(Collected data entries)
————————

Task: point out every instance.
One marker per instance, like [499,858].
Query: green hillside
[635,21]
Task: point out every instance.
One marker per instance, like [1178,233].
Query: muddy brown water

————————

■ What the task requires ■
Reproduce the listing above line for line, changing nothing.

■ Expected answer ■
Task: point out every instance.
One marker per instance, like [499,858].
Query: green hillside
[635,21]
Task: point out every instance.
One marker per instance, like [1178,233].
Query: muddy brown water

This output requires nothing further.